**EXCERPTED PASSAGE:**

>>>>

In at least the past four elections, the affluent city famous for its towering thirteenth century gothic cathedral has voted in close alignment with the final national result.

Lying in the Beauce plain 90 km (56 miles) southwest of Paris, Chartres counts perfume makers including Guerlain <LVMH.PA> and Danish pharmaceutical firm Novo Nordisk <NOVOb.CO> as local companies. It should be a fertile ground for center-right challenger Francois Fillon.

The 62-year-old former prime minister's clean-cut, clean-living image had held appeal in Chartres, run for over 15 years by a conservative mayor.

But embarrassing revelations that his family for years benefited from large parliamentary salaries have hurt that image.

In a Reuters poll of 100 people in Chartres city center, more than half said their vote was undecided. The survey intends to provide a snapshot of views in a single location and is not intended to reflect nationwide opinions.

For many in Chartres, the Fillon debacle was a factor behind their indecision.

"We are living at a time when the word integrity is becoming meaningless for our politicians. We've had some blatant examples in the past week", 86-year-old Maurice Beauzac told a Reuters multimedia team.

Fillon looked a shoo-in for the Elysee palace before the scandal surfaced two weeks ago, campaigning on a free-market platform to reduce regulation and haul down the stubbornly high unemployment rate.

Now opinion polls suggest he will crash out in the first round. So too will the candidate of the ruling Socialist Party, Benoit Hamon, the surveys indicate, as mainstream parties battle against a rising tide of populism across Europe.

The favorites to reach the runoff vote on May 7 are the far-right National Front's leader, Marine Le Pen, and independent challenger Emmanuel Macron who has yet to release a full manifesto.

Among those polled by Reuters in Chartres, 25 percent said unemployment was their number one concern, while 19 percent named a lack of integrity, or honesty, as their main worry.

"FED UP"

The high level of uncertainty in Chartres underlines how wide open the presidential race remains. It also points to the disaffection many voters feel towards the political elite.

"People are becoming less and less interested in politics," said Sebastien Renault, a 35-year-old florist. "It's a world of sharks out there, one eating the other."

<<<<

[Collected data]
>>>>

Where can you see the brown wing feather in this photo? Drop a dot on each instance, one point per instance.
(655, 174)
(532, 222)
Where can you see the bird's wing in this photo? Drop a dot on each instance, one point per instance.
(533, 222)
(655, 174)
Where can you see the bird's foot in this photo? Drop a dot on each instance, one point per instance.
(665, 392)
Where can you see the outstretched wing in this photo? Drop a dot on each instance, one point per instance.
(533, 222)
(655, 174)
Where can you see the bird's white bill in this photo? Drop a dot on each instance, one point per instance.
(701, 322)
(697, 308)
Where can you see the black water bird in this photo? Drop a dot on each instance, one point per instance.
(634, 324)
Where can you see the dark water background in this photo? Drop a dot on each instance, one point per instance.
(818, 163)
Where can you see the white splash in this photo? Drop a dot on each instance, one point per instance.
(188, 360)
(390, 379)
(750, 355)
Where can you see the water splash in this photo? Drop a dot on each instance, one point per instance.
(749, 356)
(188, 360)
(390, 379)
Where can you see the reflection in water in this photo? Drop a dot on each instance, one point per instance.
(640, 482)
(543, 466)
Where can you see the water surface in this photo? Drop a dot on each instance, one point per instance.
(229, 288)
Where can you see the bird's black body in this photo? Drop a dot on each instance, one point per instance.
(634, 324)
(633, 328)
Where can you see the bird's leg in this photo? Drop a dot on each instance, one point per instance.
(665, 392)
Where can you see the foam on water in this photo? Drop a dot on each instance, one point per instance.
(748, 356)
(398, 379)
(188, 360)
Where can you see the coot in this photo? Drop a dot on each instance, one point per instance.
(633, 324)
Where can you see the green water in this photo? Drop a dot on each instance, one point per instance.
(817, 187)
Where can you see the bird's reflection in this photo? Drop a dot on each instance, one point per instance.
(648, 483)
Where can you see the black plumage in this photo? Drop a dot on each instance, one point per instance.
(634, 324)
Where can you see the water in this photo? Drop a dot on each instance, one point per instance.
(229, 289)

<<<<

**REQUIRED ACTION 1:**
Translate this sentence from the report on Chartres voters into Spanish: "For many in Chartres, the Fillon debacle was a factor behind their indecision."
**REQUIRED ACTION 2:**
In the report on Chartres voters, what percentage of people polled said unemployment was their number one concern?
**REQUIRED ACTION 3:**
Resume the report on Chartres voters, picking up after its final sentence.

**TASK RESPONSE 1:**
Para muchos en Chartres, el desastre de Fillon fue un factor detrás de su indecisión.

**TASK RESPONSE 2:**
25 percent.

**TASK RESPONSE 3:**
It is a sentiment that will worry the main political parties, especially in a place where unemployment runs almost two points below the national average of nearly 10 percent, and a median annual salary of 30,000 euros places it in the top 10 for cities of its small size.

"Like France, Chartres is fed up with the traditional political system but it's not only linked with the recent affairs," said Mayor Jean-Pierre Gorges.

"It's just that the situation in this country has been deteriorating for the past 40 years. Almost everybody has somebody in his family who is out of work."

France's outgoing president, Francois Hollande, was elected in 2012 on a promise to create jobs, winning the hearts of socialists by declaring banks to be his "main enemy" and pledging extra taxes for millionaires.

But he later launched reforms -- including cutting corporate taxes and legislation to make it easier for companies to hire and fire -- that traditional socialists viewed as a betrayal of left-wing values.

Now it is the anti-European Union Le Pen who rails against free-trade who is pitching herself as the true defender of French workers' interests.

Against this backdrop, some in the National Front are optimistic the party will get a boost from the Fillon scandal.

"I think all of this clearly plays in Marine's favor," said Aleksandar Nikolic, the youthful head of the National Front's regional branch.

Nikolic expressed surprise that immigration and security ranked low among the concerns of those polled by Reuters.

"When we ask the people here what their main concerns are, security and immigration clearly come first," he said.